--- Start Page text ---

The method of the fourth aspect may also incorporate using or providing features and steps of the first, the second and the third aspect and various other features and steps as disclosed herein.

BRIEF DESCRIPTION OF THE DRAWINGS

The disclosure is described in further detail below by way of example and with reference to the accompanying drawings, in which:

FIG. 1 is a schematic diagram of a sensing system according to a first aspect of the present disclosure wherein the system comprises a gateway;

FIG. 2 is a schematic diagram of a sensing system according to some embodiments of the present disclosure;

FIG. 3 is a schematic diagram of a sensing system according to further embodiments of the present disclosure wherein the gateway comprises a synchronization module and a decoder module;

FIG. 4 is a flow chart illustrating an example method for initializing time stamping in the system of FIG. 3;

FIG. 5 is a schematic diagram illustrating a first part of an example method for determining the relative spatial distribution of a sub-group of sensors in the system of FIG. 3;

FIG. 6 is a schematic diagram illustrating a second part of the method of FIG. 5;

FIG. 7 is a schematic diagram illustrating how the gateway of FIG. 3 may estimate the source location of a significant event;

FIG. 8 is a schematic diagram illustrating an example scenario in which the gateway of FIG. 3 re-configures some of the sensors based on a time delay information of each sensor;

FIG. 9 is a flow chart illustrating a method 900 for implementing beamforming in the system of FIG. 3;

FIG. 10 is a schematic diagram illustrating an example application of some embodiments of the present disclosure;

FIG. 11 is a flow chart illustrating a sensing method according to a second aspect of the present disclosure;

FIG. 12 shows an embodiment wherein sensors located on a railway car are configured to detect acoustic waves;

FIG. 13 illustrates an internal side view of the embodiment of FIG. 12; and

FIG. 14 illustrates the modification of holographic acoustic wave reflection properties in order to achieve active noise cancellation at multiple locations inside the railway car of the embodiment in FIGS. 12 and 13.

--- End Page text ---

*Exercise instructions*
- A) In the patent drawing descriptions, what does FIG. 9 show?
- B) Write the next part of the patent drawing descriptions, picking up right after the FIG. 14 entry.

--- Start Data excerpts ---

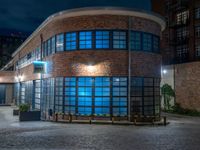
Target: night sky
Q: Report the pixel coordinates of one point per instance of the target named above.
(27, 15)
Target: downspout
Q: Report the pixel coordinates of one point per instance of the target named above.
(129, 69)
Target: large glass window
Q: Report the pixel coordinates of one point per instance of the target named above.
(71, 41)
(53, 44)
(85, 95)
(60, 42)
(119, 40)
(102, 96)
(59, 95)
(147, 42)
(119, 96)
(85, 40)
(182, 17)
(197, 31)
(102, 39)
(197, 13)
(198, 50)
(156, 44)
(49, 47)
(70, 95)
(136, 40)
(37, 94)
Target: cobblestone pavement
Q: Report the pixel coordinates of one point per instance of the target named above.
(183, 133)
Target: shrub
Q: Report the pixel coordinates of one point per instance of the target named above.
(24, 107)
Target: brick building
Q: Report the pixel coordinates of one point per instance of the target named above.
(181, 48)
(93, 61)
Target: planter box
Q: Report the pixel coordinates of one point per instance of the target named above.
(15, 112)
(29, 116)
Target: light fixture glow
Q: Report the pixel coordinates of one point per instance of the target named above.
(164, 71)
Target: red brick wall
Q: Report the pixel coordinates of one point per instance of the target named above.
(7, 76)
(105, 62)
(187, 85)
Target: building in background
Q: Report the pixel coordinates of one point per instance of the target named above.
(9, 42)
(101, 61)
(181, 48)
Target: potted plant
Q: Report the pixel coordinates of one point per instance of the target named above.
(26, 115)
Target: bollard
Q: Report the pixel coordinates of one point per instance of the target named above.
(165, 120)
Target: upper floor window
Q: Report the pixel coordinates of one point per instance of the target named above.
(197, 31)
(59, 42)
(197, 13)
(119, 40)
(135, 40)
(53, 44)
(147, 42)
(71, 41)
(182, 33)
(198, 50)
(48, 47)
(85, 40)
(156, 44)
(102, 39)
(182, 17)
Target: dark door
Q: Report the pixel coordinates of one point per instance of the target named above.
(2, 94)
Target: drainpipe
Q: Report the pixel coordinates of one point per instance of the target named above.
(129, 69)
(41, 50)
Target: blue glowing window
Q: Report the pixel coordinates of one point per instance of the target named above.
(48, 47)
(156, 45)
(84, 91)
(53, 44)
(119, 81)
(119, 91)
(70, 81)
(102, 39)
(85, 110)
(121, 111)
(147, 42)
(102, 81)
(85, 101)
(85, 40)
(120, 101)
(87, 81)
(102, 91)
(136, 41)
(102, 101)
(70, 101)
(60, 42)
(119, 40)
(102, 111)
(71, 41)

--- End Data excerpts ---

*Outputs*
- A) FIG. 9 is a flow chart of a method 900 for implementing beamforming in the system of FIG. 3.

- B)
DESCRIPTION

FIG. 1 is a schematic diagram of a sensing system 100 according to a first aspect of the present disclosure.

The sensing system 100 comprises a plurality of sensors 110_i (where i is an integer index), a gateway device 120 and a distributed decision engine (DDE) 130. The gateway device 120, hereinafter referred to also as gateway or router, is configured to exchange data with the sensors 110_i. The gateway 120 may be for example a radio-frequency gateway. The distributed decision engine 130 comprises one or more sensor portions 132_i provided at one or more of the sensors 110_i and a gateway portion 134 provided at the gateway device 120. Each of the sensors 110_i is configurable to operate in a plurality of different transmission modes wherein the sensor 110_i transmits primary sensor data and/or outputs of the sensor portion 132_i of the decision engine 130 provided at the sensor 110_i and the gateway 120 is arranged to selectively control the operation of the sensor 110_i and to configure the sensor transmission mode.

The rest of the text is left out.